* [Available records]:
╔══

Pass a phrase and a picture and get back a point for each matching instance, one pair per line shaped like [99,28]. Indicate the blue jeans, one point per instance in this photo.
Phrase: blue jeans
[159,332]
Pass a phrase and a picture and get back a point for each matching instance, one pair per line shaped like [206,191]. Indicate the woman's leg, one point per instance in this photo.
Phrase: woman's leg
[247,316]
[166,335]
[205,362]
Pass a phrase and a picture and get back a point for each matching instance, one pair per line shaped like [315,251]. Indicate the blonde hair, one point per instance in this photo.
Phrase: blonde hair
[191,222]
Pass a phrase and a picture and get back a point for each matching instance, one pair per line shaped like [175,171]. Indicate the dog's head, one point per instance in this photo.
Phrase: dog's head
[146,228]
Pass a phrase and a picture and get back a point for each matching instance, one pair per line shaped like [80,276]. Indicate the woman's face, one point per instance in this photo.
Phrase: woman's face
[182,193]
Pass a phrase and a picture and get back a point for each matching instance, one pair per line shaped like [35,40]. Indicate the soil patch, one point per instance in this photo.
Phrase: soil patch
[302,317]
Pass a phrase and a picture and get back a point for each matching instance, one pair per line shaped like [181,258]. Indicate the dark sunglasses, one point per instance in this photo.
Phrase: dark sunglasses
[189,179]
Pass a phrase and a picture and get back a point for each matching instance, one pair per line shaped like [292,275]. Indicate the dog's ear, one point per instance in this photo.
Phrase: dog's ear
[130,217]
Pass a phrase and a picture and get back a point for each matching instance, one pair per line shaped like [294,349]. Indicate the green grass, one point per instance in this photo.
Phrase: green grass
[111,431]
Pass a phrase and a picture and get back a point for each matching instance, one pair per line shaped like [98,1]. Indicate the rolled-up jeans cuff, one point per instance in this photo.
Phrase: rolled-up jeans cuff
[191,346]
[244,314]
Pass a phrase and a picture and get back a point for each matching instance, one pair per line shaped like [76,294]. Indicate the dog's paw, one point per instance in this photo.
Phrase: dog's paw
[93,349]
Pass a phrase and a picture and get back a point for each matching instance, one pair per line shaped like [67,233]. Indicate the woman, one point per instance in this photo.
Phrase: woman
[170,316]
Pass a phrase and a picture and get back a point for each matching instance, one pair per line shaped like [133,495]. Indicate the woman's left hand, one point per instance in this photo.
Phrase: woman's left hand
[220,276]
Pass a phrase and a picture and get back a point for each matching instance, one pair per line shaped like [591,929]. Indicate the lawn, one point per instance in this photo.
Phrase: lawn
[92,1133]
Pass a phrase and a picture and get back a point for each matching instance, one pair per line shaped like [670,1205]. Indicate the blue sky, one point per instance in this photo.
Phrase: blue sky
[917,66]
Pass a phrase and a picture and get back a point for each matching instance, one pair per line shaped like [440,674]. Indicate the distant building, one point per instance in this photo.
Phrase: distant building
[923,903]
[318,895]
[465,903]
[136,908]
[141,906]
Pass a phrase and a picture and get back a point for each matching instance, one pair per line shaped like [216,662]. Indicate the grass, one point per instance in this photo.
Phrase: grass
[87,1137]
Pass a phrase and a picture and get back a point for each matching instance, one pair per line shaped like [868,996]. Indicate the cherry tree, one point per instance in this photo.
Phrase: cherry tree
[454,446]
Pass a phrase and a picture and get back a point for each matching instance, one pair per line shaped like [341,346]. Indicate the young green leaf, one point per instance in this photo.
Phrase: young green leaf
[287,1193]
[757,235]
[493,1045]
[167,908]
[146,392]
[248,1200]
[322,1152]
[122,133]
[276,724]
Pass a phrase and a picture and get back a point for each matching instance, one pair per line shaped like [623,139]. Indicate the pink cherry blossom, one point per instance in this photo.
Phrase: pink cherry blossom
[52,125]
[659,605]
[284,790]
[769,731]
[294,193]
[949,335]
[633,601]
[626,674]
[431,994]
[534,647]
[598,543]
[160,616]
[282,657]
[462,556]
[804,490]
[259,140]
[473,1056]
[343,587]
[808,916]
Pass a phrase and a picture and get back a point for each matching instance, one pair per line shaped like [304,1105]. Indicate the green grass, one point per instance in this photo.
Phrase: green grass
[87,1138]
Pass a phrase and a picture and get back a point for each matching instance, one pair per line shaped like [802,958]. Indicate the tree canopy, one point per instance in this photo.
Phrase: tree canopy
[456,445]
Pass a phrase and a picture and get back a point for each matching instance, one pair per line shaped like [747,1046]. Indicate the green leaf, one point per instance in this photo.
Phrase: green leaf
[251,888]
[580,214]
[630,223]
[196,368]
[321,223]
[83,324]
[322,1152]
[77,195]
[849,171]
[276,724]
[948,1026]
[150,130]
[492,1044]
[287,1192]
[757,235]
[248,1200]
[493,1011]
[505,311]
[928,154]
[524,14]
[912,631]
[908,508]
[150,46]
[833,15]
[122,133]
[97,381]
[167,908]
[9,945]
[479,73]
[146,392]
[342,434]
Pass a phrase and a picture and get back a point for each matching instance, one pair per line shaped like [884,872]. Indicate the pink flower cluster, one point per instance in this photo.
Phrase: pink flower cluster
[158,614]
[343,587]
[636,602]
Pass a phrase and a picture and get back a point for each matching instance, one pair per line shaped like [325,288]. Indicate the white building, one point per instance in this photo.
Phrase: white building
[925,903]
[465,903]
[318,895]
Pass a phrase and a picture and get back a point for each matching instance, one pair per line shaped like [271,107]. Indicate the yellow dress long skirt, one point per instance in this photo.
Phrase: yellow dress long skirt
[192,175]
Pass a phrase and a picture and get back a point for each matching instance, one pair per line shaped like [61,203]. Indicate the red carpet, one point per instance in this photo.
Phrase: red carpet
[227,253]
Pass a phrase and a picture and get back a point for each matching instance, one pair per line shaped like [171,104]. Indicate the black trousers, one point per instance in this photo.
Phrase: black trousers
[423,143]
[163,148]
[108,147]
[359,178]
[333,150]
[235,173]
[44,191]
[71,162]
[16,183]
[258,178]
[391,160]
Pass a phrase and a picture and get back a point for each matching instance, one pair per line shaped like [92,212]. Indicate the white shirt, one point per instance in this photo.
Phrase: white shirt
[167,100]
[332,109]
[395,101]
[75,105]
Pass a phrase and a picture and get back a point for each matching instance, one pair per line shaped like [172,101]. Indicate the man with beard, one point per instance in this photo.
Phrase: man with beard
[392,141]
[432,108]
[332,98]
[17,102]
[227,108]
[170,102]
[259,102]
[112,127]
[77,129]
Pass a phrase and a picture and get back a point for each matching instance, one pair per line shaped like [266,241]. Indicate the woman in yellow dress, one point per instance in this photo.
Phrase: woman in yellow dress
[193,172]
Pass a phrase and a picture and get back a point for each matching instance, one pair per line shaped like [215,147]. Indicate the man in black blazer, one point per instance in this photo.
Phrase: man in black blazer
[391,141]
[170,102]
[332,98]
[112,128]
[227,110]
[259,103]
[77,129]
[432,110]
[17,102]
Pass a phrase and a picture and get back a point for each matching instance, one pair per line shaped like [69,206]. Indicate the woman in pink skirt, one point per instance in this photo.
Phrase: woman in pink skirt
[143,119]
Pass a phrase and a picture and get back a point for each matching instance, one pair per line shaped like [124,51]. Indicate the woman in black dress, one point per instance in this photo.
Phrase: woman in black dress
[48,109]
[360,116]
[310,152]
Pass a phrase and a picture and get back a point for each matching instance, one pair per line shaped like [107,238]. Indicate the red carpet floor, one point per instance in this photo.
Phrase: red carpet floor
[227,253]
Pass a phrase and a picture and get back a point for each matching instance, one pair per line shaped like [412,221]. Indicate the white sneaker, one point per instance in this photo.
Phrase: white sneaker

╚══

* [Task to complete]: The answer should consist of every record above, copied exactly.

* [Your solution]:
Pass a phrase and a picture and get back a point for each matching instance, one pair per line shaped like [99,28]. Indicate the blue jeans, one point per instance in this photo.
Phrase: blue jeans
[159,332]
Pass a phrase and a picture and get back a point for each matching instance, one pair per line shaped like [206,191]. Indicate the woman's leg, one point per instance in this photo.
Phrase: woman's leg
[247,316]
[166,335]
[205,362]
Pass a phrase and a picture and get back a point for each matching instance, one pair per line shaped like [315,251]. Indicate the blonde hair, one point per instance in this photo.
Phrase: blonde hair
[191,222]
Pass a phrase and a picture and get back a point for each matching instance, one pair per line shaped like [175,171]. Indicate the dog's head, one point per instance in this photo.
Phrase: dog's head
[146,228]
Pass a phrase and a picture and get back a point for each matching instance, one pair per line shaped like [80,276]. Indicate the woman's face, one point per instance in this photo.
Phrase: woman's face
[182,193]
Pass a phrase and a picture and get back a point for each matching instance, one pair per line shaped like [35,40]. Indicate the soil patch, one point per instance in this photo.
Phrase: soil patch
[302,317]
Pass a phrase and a picture and get back a point for each matching instance, one pair per line shaped like [181,258]. Indicate the dark sunglasses, one point per instance in this photo.
Phrase: dark sunglasses
[189,179]
Pass a phrase and a picture and get back a point for each matching instance, one pair per line shaped like [292,275]. Indicate the dog's ear, one point per instance in this photo.
Phrase: dog's ear
[130,217]
Pass a phrase and a picture and get back a point for each matching instance, one pair per line shaped like [294,349]. Indicate the green grass, one point per instance in this photo.
Phrase: green grass
[111,431]
Pass a phrase and a picture and get back a point for each matching instance, one pair per line shaped like [98,1]. Indicate the rolled-up jeans cuff, one point per instance in this photo.
Phrase: rolled-up jeans cuff
[191,346]
[244,314]
Pass a phrase and a picture and get back a point for each matching instance, one pair per line shaped like [76,294]. Indicate the dog's paw, one point per instance in this photo.
Phrase: dog's paw
[93,349]
Pass a phrase and a picture and get back a point for each matching instance, one pair per line shaped like [67,233]. Indicate the woman, one point per instance in this photo.
Phrase: woman
[170,316]
Pass a phrase and a picture and get back a point for each matching instance, one pair per line shaped like [133,495]. Indicate the woman's left hand, one point per instance in this photo.
Phrase: woman's left hand
[220,276]
Pass a phrase and a picture and get back a point for each matching instance, one pair per line shaped like [591,929]. Indicate the lawn, one point per instance in this photo.
Phrase: lawn
[92,1133]
Pass a phrase and a picture and get back a point for each matching instance, one pair per line shaped like [670,1205]. Indicate the blue sky, one point per instance in this photo.
Phrase: blue sky
[917,66]
Pass a phrase and a picture and get back a point for each matching instance, one pair per line shaped like [440,674]. Indicate the distant building, one point per instance in this photo.
Phrase: distant building
[923,903]
[318,895]
[465,903]
[136,908]
[141,906]
Pass a phrase and a picture and get back a point for each matching instance, one pair per line shaped like [216,662]. Indicate the grass, one point per instance in this photo.
Phrase: grass
[87,1137]
Pass a phrase and a picture and get back a point for each matching instance, one pair per line shaped like [868,996]. Indicate the cherry tree, one point per instance in this photo.
Phrase: cherry tree
[454,446]
Pass a phrase and a picture and get back a point for each matching instance, one pair per line shaped like [341,346]. Indicate the young green leaf, one point per instance in this photo.
Phrase: young green leaf
[287,1193]
[757,235]
[493,1045]
[167,908]
[146,392]
[248,1200]
[322,1152]
[122,133]
[276,724]
Pass a phrase and a picture and get back a point for each matching instance, one pair per line shaped like [623,139]. Indicate the pink cherry blossom, one point per instance in this photo.
Phrase: pink cherry blossom
[52,125]
[659,605]
[284,790]
[769,731]
[294,193]
[949,335]
[633,601]
[626,674]
[431,994]
[534,647]
[598,543]
[160,616]
[282,657]
[462,556]
[804,490]
[259,140]
[473,1056]
[343,587]
[808,916]
Pass a phrase and a picture and get back a point for each matching instance, one pair per line shaped like [304,1105]. Indicate the green grass, one point per instance in this photo.
Phrase: green grass
[87,1138]
Pass a phrase and a picture and get back a point for each matching instance, one pair per line shaped like [802,958]. Indicate the tree canopy, one point per instance in this photo.
Phrase: tree canopy
[456,445]
Pass a phrase and a picture and get back a point for each matching instance, one pair per line shaped like [747,1046]. Indicate the green leaf, one point per instance in this photo.
Phrase: green leaf
[251,888]
[580,214]
[630,223]
[196,368]
[321,223]
[83,324]
[322,1152]
[77,195]
[849,171]
[276,724]
[948,1026]
[150,130]
[492,1044]
[287,1192]
[757,235]
[248,1200]
[493,1011]
[505,311]
[928,154]
[524,14]
[912,631]
[908,508]
[150,46]
[833,15]
[122,133]
[97,381]
[167,908]
[9,945]
[479,73]
[146,392]
[342,434]
Pass a phrase and a picture and get back a point for each matching instance, one pair per line shaped like [884,872]. Indicate the pink flower cluster, one point per instance in this photo.
Phrase: pink flower cluster
[158,614]
[343,587]
[636,602]
Pass a phrase and a picture and get back a point for each matching instance, one pair per line shaped like [325,288]. Indicate the white building, one point per instance in this photo.
Phrase: white building
[925,903]
[465,903]
[318,895]
Pass a phrase and a picture and get back a point for each matching instance, one pair per line shaped like [271,107]. Indicate the yellow dress long skirt, one point per instance in this photo.
Phrase: yellow dress long skirt
[192,175]
Pass a phrase and a picture and get back a point for each matching instance, one pair per line shaped like [61,203]. Indicate the red carpet, one point per instance in this photo.
Phrase: red carpet
[227,253]
Pass a phrase and a picture and get back a point for each matching instance, one pair per line shaped like [171,104]. Indicate the black trousers, one point per instance in this photo.
Phrase: black trousers
[423,143]
[163,148]
[108,147]
[359,178]
[333,150]
[235,173]
[44,191]
[71,162]
[16,183]
[258,178]
[391,160]
Pass a phrase and a picture and get back a point for each matching instance, one pair per line shaped like [92,212]. Indicate the white shirt, one point per instance in this photo.
Phrase: white shirt
[167,100]
[332,109]
[395,101]
[75,105]
Pass a phrase and a picture and get back a point for each matching instance, one pair per line shaped like [172,101]. Indicate the man with beard, one point per instance in this photo.
Phrase: man with beard
[392,141]
[432,108]
[332,98]
[17,102]
[227,108]
[170,102]
[259,102]
[112,127]
[77,129]
Pass a phrase and a picture and get back a point for each matching instance, one pair per line shaped like [266,241]. Indicate the woman in yellow dress, one point per instance in this photo.
Phrase: woman in yellow dress
[193,172]
Pass a phrase and a picture and get back a point for each matching instance, one pair per line shaped like [215,147]. Indicate the man in black blazer, one point per instance in this photo.
Phrase: man in black blazer
[391,141]
[170,102]
[332,98]
[112,128]
[227,110]
[259,103]
[77,129]
[432,110]
[17,102]
Pass a phrase and a picture and get back a point for each matching instance, one pair per line shaped like [69,206]. Indicate the woman in pink skirt, one point per instance in this photo.
Phrase: woman in pink skirt
[143,119]
Pass a phrase and a picture and get back a point for each matching instance, one pair per line shaped like [124,51]. Indicate the woman in black dress, one point per instance in this photo.
Phrase: woman in black dress
[48,109]
[360,116]
[310,152]
Pass a phrase and a picture and get back a point for each matching instance, one pair per line shaped like [107,238]. Indicate the red carpet floor, one point per instance in this photo.
Phrase: red carpet floor
[227,253]
Pass a phrase and a picture and get back a point for each matching instance, one pair per line shaped like [412,221]. Indicate the white sneaker, one point per instance in this photo.
Phrase: white sneaker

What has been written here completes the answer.